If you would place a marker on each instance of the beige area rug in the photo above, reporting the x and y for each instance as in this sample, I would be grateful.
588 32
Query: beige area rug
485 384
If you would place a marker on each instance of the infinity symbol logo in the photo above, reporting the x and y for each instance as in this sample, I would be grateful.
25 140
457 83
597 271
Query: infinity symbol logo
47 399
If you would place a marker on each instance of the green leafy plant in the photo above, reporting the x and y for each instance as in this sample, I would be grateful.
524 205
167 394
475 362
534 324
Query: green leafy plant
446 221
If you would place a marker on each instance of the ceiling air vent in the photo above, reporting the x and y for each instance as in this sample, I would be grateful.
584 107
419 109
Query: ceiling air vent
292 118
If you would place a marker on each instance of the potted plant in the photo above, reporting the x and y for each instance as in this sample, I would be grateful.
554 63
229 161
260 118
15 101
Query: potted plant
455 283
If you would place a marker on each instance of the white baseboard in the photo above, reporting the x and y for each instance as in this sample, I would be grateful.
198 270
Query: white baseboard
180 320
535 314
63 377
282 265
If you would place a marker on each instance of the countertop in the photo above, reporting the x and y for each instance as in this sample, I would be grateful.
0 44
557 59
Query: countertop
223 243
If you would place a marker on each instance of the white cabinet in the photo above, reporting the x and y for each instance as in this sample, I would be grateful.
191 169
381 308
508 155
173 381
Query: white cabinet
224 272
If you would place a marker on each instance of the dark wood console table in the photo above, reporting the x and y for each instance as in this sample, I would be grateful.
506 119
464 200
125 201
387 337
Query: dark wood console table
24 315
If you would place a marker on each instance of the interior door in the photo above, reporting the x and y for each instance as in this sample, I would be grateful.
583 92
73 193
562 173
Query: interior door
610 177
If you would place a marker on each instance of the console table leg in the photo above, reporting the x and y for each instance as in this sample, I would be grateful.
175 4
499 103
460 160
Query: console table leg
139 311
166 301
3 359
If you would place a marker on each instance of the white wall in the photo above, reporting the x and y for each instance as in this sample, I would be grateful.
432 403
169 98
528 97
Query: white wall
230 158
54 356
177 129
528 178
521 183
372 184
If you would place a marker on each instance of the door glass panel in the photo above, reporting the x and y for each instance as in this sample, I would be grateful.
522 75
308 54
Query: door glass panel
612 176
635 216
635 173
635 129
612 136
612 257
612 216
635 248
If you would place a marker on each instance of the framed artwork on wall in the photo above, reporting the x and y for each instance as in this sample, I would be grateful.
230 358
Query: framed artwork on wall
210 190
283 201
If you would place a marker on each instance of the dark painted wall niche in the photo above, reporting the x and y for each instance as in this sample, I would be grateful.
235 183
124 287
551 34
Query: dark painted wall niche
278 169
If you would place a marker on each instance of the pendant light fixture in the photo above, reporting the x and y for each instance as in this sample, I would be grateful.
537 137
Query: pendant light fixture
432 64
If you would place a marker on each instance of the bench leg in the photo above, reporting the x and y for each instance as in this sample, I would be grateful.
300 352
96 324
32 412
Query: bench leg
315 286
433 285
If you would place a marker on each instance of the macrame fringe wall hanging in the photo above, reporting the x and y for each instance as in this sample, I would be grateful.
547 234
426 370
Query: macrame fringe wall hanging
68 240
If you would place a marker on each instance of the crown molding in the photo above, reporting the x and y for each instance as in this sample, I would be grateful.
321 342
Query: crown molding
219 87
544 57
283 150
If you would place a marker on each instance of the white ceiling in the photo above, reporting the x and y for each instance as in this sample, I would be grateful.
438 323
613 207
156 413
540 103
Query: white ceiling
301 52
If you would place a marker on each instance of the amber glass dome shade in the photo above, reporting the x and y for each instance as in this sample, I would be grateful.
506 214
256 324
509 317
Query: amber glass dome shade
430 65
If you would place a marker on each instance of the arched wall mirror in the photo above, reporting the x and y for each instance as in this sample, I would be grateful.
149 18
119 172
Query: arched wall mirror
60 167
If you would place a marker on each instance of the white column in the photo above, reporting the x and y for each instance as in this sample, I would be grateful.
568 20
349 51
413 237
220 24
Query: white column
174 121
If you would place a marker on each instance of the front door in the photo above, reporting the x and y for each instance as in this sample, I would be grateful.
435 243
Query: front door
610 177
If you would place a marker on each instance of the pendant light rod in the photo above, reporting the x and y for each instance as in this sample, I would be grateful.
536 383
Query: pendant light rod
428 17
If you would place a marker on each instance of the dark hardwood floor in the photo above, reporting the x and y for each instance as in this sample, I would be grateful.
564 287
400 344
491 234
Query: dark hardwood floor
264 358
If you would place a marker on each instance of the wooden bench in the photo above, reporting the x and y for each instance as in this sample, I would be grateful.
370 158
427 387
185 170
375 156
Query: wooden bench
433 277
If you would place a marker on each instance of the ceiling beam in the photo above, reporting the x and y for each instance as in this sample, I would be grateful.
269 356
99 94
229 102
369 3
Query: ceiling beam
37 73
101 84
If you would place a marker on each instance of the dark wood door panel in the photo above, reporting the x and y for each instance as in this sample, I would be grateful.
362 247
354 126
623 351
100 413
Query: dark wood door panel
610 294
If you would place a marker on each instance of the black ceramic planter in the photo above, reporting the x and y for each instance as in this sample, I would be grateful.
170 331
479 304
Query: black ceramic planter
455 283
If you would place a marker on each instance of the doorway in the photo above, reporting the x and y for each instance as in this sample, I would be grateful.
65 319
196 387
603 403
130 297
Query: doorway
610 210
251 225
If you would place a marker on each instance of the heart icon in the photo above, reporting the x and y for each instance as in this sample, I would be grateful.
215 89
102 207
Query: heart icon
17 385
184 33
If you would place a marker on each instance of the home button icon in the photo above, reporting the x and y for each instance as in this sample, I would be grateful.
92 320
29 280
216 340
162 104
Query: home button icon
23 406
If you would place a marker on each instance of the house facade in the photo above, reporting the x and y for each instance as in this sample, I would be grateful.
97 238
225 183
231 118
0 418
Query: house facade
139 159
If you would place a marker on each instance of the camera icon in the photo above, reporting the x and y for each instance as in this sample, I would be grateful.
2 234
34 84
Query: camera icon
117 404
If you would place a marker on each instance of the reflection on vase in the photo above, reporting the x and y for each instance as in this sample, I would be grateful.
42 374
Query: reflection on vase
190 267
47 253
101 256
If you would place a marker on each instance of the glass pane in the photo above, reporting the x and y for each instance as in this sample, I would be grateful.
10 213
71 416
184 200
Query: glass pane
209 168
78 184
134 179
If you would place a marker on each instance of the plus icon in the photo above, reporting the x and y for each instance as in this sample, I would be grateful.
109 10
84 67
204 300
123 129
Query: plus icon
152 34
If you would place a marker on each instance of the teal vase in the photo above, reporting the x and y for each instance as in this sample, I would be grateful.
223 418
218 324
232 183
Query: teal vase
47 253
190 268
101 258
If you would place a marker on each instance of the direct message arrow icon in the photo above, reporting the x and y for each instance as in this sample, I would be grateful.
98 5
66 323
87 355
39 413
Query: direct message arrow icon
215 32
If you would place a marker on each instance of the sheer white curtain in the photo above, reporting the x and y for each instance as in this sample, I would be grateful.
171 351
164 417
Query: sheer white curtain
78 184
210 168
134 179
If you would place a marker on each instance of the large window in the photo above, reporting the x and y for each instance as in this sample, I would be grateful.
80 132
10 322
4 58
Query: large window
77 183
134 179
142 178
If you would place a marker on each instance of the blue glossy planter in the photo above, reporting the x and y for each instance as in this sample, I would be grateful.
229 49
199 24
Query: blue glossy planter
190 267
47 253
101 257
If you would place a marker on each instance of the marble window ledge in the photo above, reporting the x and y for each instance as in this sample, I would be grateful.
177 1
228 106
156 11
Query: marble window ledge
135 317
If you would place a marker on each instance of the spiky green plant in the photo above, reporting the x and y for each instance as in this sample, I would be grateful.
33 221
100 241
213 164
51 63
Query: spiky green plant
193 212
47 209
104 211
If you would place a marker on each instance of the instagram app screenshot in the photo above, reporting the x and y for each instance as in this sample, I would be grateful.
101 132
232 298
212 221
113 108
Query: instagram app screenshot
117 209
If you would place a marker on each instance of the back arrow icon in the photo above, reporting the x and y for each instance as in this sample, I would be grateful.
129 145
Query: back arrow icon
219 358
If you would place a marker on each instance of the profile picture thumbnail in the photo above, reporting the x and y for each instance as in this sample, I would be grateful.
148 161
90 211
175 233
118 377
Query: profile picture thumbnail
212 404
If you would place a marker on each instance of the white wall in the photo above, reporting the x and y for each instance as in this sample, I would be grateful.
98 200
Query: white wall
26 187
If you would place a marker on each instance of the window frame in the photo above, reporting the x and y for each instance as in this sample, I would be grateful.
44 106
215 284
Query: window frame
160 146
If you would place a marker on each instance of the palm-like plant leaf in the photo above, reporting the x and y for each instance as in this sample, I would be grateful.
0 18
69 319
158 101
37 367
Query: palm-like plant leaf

--

### WORK ITEM
When a line in the records above contains the word "palm", copy it.

### WRITTEN RESPONSE
If you would place a marker on each instance of the palm-like plant leaf in the photo above, reporting the x and y for each instance as in this sample, I would be grateful.
Query: palm-like plant leaf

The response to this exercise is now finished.